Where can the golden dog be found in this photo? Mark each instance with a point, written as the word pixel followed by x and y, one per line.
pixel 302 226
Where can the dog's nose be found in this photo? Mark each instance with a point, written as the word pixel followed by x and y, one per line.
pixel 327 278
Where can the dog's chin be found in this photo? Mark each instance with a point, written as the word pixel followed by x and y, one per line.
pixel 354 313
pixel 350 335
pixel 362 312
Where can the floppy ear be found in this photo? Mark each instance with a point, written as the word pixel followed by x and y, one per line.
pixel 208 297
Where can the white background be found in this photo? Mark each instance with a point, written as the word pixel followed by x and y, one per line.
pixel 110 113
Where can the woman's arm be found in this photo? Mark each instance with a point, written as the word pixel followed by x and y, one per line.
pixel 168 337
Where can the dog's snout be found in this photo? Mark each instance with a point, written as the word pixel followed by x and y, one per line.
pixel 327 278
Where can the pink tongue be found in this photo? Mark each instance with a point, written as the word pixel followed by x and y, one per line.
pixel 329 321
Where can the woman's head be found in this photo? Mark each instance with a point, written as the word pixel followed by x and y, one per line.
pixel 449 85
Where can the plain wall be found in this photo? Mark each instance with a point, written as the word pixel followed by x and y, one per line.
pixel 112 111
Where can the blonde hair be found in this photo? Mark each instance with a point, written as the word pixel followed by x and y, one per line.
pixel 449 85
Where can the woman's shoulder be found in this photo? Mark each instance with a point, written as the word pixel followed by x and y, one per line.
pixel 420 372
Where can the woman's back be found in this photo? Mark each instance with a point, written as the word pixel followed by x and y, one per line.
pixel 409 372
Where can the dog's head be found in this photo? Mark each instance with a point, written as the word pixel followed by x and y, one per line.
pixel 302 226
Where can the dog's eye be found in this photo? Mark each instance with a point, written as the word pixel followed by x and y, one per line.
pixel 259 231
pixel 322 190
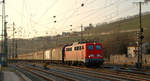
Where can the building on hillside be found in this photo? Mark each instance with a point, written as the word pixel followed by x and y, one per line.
pixel 132 51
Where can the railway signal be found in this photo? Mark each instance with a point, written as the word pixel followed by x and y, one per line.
pixel 140 37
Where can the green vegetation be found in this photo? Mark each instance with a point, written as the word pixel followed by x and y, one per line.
pixel 115 36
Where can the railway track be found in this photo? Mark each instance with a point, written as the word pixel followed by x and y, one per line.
pixel 115 74
pixel 45 74
pixel 73 73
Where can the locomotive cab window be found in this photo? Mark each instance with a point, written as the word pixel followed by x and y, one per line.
pixel 98 47
pixel 90 47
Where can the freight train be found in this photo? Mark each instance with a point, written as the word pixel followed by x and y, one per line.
pixel 75 54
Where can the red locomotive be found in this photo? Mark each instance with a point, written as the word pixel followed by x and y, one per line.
pixel 84 53
pixel 88 53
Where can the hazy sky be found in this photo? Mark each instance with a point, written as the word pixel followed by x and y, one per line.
pixel 34 18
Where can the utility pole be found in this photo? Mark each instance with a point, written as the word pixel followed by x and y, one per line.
pixel 140 36
pixel 13 42
pixel 16 49
pixel 81 33
pixel 4 49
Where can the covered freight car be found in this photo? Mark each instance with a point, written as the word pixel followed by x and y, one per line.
pixel 57 55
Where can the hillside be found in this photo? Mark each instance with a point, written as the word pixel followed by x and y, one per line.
pixel 116 36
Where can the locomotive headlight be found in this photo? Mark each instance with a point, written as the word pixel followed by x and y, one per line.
pixel 98 55
pixel 91 55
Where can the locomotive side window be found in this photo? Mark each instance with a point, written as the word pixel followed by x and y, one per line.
pixel 90 47
pixel 77 48
pixel 82 47
pixel 69 49
pixel 98 47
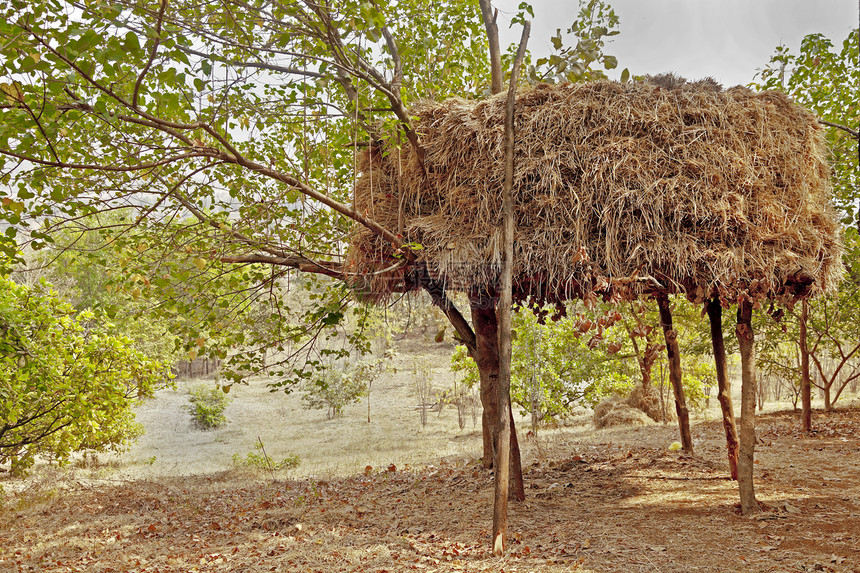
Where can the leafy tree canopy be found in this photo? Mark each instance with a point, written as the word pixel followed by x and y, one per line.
pixel 67 382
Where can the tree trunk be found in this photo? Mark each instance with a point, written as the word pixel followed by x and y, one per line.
pixel 805 380
pixel 724 388
pixel 518 490
pixel 486 357
pixel 746 341
pixel 674 360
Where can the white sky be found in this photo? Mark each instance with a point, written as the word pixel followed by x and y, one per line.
pixel 728 40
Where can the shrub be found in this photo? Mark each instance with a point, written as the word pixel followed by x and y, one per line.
pixel 206 404
pixel 260 461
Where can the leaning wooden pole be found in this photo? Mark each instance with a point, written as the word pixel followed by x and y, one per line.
pixel 724 387
pixel 674 358
pixel 503 448
pixel 805 379
pixel 746 341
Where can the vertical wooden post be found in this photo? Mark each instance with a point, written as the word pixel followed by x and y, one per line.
pixel 486 327
pixel 503 448
pixel 805 380
pixel 746 341
pixel 484 321
pixel 674 358
pixel 724 387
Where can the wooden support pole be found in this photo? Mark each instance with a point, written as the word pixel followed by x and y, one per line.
pixel 724 387
pixel 485 323
pixel 673 355
pixel 746 341
pixel 805 379
pixel 503 448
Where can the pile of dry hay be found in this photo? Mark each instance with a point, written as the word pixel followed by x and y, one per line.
pixel 619 189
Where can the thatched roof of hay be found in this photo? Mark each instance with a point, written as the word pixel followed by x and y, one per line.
pixel 619 189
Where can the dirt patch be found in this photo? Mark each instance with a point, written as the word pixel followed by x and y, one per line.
pixel 616 500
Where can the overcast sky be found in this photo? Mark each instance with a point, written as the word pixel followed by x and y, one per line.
pixel 728 40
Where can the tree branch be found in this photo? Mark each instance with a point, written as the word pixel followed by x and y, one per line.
pixel 489 18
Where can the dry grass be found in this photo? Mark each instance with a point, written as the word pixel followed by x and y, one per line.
pixel 706 192
pixel 613 501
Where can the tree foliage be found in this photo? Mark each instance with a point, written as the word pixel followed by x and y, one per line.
pixel 824 78
pixel 67 382
pixel 242 117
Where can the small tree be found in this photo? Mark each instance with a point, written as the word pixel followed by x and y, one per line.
pixel 206 404
pixel 67 381
pixel 333 389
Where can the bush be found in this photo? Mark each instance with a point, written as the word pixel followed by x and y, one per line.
pixel 260 461
pixel 206 404
pixel 67 381
pixel 334 389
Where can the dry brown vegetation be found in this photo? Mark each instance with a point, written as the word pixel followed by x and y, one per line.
pixel 614 501
pixel 712 193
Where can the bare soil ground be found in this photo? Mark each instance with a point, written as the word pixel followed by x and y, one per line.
pixel 614 500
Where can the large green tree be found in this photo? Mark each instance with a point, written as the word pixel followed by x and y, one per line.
pixel 824 78
pixel 67 381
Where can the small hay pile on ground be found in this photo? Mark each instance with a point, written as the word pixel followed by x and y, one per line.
pixel 706 192
pixel 615 411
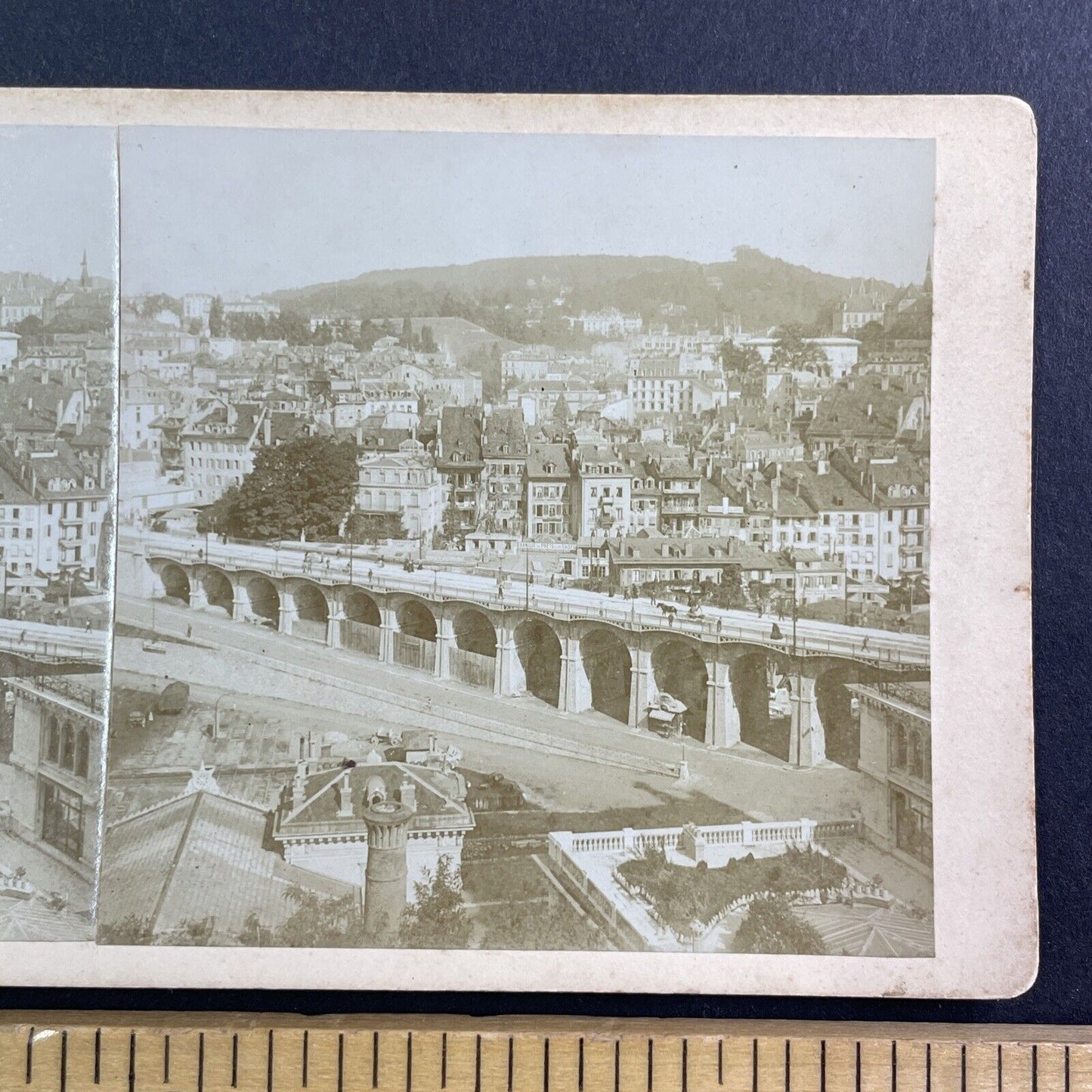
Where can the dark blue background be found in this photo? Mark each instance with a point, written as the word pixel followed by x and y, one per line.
pixel 1038 51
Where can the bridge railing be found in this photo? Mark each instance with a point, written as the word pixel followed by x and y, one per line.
pixel 558 603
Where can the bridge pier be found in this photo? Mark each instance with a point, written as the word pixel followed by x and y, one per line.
pixel 509 677
pixel 444 640
pixel 722 716
pixel 576 689
pixel 198 599
pixel 807 738
pixel 286 613
pixel 334 618
pixel 640 688
pixel 389 626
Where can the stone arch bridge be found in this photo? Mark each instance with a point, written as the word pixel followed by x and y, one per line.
pixel 574 654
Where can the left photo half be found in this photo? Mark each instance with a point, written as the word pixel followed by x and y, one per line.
pixel 58 385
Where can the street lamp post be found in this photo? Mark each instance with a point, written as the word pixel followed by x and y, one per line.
pixel 795 580
pixel 846 593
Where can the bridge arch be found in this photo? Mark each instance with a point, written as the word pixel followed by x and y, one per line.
pixel 360 608
pixel 362 623
pixel 176 583
pixel 761 687
pixel 539 652
pixel 262 598
pixel 474 655
pixel 834 704
pixel 415 638
pixel 218 589
pixel 312 611
pixel 608 665
pixel 679 670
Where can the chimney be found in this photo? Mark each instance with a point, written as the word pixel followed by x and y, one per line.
pixel 345 797
pixel 299 785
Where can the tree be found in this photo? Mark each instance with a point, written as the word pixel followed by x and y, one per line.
pixel 532 925
pixel 132 930
pixel 794 352
pixel 561 415
pixel 736 360
pixel 322 920
pixel 220 518
pixel 451 529
pixel 905 594
pixel 216 326
pixel 437 917
pixel 732 594
pixel 375 527
pixel 31 331
pixel 759 593
pixel 301 490
pixel 771 928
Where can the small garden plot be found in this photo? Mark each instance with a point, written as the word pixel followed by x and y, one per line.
pixel 686 899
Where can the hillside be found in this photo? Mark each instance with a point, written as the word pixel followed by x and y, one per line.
pixel 763 291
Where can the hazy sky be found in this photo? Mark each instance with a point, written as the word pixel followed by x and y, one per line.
pixel 58 196
pixel 249 211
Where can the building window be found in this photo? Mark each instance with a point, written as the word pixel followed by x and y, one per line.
pixel 61 815
pixel 51 743
pixel 912 819
pixel 82 753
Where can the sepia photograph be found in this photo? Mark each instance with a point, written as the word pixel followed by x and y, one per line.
pixel 58 279
pixel 523 542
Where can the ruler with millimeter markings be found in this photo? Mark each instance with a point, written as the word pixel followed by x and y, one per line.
pixel 221 1053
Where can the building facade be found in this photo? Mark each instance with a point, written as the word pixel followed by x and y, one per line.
pixel 404 481
pixel 897 760
pixel 56 761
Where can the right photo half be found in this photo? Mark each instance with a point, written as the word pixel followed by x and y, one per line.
pixel 523 543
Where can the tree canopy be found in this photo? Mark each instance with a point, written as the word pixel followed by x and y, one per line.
pixel 437 917
pixel 735 358
pixel 792 351
pixel 216 326
pixel 771 928
pixel 301 490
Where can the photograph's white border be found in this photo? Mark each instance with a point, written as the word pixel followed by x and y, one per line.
pixel 983 790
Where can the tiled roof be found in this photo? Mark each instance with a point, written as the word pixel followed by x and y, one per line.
pixel 437 794
pixel 196 856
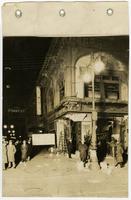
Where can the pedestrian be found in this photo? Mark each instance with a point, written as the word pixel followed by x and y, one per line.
pixel 69 147
pixel 18 151
pixel 119 155
pixel 4 154
pixel 11 150
pixel 29 151
pixel 83 149
pixel 24 150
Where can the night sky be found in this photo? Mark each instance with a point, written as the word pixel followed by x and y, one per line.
pixel 23 58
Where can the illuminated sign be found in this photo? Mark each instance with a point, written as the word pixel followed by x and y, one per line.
pixel 38 101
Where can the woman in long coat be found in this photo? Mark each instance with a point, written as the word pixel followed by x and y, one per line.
pixel 24 151
pixel 11 150
pixel 83 149
pixel 119 155
pixel 4 154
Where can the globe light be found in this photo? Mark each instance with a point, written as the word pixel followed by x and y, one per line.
pixel 5 126
pixel 99 66
pixel 11 126
pixel 87 77
pixel 13 131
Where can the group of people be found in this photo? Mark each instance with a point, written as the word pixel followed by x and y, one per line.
pixel 83 149
pixel 84 152
pixel 15 152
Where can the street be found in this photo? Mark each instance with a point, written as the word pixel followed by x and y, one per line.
pixel 49 175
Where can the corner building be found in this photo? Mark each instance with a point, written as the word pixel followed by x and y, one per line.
pixel 66 90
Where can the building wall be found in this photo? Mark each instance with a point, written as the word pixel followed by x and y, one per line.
pixel 63 71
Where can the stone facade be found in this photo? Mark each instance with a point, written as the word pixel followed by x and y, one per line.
pixel 66 88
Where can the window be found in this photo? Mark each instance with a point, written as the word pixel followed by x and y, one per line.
pixel 61 89
pixel 111 90
pixel 88 90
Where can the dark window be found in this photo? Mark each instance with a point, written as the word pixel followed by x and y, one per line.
pixel 111 91
pixel 88 90
pixel 115 78
pixel 62 89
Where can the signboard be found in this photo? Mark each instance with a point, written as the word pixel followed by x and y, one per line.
pixel 43 139
pixel 38 100
pixel 78 117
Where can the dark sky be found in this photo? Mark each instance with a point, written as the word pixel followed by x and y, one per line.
pixel 23 58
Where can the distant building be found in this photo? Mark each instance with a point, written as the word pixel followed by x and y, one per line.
pixel 65 83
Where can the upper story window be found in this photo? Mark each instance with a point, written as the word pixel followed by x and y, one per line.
pixel 61 87
pixel 88 90
pixel 109 85
pixel 111 91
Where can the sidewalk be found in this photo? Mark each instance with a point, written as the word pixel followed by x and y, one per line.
pixel 58 176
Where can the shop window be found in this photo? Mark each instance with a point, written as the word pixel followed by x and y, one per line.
pixel 61 89
pixel 111 91
pixel 50 100
pixel 115 78
pixel 88 90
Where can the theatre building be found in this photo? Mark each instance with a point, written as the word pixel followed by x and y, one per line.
pixel 74 69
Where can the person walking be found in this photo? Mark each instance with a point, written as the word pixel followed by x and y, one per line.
pixel 4 154
pixel 119 155
pixel 29 151
pixel 24 150
pixel 69 147
pixel 83 149
pixel 11 150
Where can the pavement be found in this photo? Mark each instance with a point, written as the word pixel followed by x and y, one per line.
pixel 51 175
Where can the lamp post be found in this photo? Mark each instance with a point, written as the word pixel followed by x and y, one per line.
pixel 96 66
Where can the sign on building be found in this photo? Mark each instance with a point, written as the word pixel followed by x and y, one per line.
pixel 38 100
pixel 43 139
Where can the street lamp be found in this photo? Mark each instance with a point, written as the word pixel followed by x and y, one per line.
pixel 5 126
pixel 11 126
pixel 95 66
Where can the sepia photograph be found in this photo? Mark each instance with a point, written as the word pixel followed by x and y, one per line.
pixel 65 116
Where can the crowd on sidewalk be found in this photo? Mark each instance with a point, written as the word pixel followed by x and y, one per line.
pixel 15 152
pixel 20 151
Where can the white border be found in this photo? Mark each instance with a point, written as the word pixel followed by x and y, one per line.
pixel 34 198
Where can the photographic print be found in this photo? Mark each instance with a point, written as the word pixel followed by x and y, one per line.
pixel 65 119
pixel 65 101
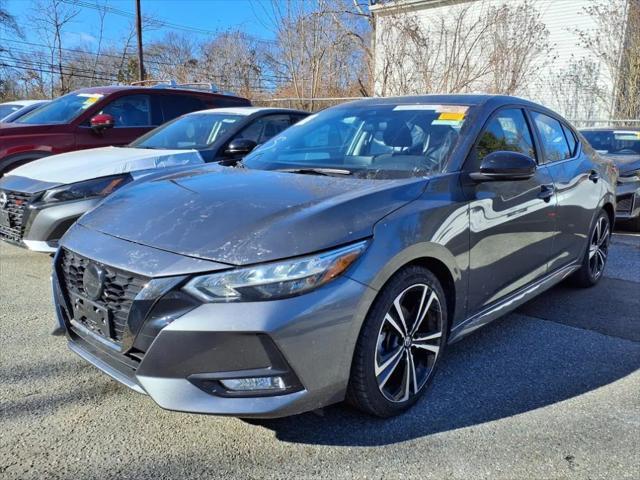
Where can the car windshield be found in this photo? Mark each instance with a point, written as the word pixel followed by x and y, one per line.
pixel 614 142
pixel 8 109
pixel 193 131
pixel 373 141
pixel 61 110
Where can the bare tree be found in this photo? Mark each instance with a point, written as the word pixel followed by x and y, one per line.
pixel 50 18
pixel 469 46
pixel 517 41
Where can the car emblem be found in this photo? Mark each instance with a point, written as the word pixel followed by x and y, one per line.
pixel 93 281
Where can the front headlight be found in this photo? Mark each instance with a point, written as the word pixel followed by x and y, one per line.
pixel 97 187
pixel 275 280
pixel 630 176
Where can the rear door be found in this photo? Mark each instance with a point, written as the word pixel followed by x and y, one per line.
pixel 577 185
pixel 133 116
pixel 511 222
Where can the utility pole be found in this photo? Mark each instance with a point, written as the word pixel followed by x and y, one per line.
pixel 139 31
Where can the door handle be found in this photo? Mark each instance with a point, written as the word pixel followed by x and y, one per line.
pixel 546 192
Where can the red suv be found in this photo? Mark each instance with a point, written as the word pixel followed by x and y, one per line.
pixel 100 116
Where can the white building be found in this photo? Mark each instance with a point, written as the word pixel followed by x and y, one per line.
pixel 428 46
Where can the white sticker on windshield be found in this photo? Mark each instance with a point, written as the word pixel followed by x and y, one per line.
pixel 436 108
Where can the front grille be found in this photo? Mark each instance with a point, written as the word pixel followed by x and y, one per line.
pixel 15 206
pixel 624 204
pixel 120 288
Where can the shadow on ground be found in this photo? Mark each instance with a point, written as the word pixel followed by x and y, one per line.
pixel 513 366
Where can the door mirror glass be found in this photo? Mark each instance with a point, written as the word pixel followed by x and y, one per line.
pixel 503 166
pixel 101 122
pixel 240 146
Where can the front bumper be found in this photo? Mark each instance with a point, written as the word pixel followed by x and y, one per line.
pixel 40 227
pixel 310 339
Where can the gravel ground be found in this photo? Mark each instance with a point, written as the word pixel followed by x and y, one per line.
pixel 551 391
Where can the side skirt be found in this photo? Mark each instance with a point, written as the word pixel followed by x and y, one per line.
pixel 510 303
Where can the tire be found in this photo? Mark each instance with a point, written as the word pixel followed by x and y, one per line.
pixel 595 257
pixel 384 347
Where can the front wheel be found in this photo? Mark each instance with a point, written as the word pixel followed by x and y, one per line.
pixel 401 342
pixel 595 258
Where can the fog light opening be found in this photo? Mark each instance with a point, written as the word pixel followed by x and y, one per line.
pixel 254 384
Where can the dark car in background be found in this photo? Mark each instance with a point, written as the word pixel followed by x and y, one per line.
pixel 100 116
pixel 45 197
pixel 622 145
pixel 338 259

▸ **DIE AUFGABE**
Schreiben Sie den Abschnitt, der mit der Zeile mit „Where can the leafy“ beginnt und mit der Zeile mit „pixel 674 360“ endet, erneut ab und setzen Sie dabei „tree stem“ anstelle von „tree trunk“. Alles andere bleibt unverändert.

▸ **ANTWORT ZUR AUFGABE**
Where can the leafy tree canopy be found in this photo? Mark each instance with a point, written as the word pixel followed by x and y, one per line.
pixel 67 382
Where can the tree stem be found in this photo? Mark each instance with a point, written as the word pixel followed by x and y, one per line.
pixel 805 380
pixel 724 388
pixel 518 490
pixel 486 357
pixel 746 341
pixel 674 360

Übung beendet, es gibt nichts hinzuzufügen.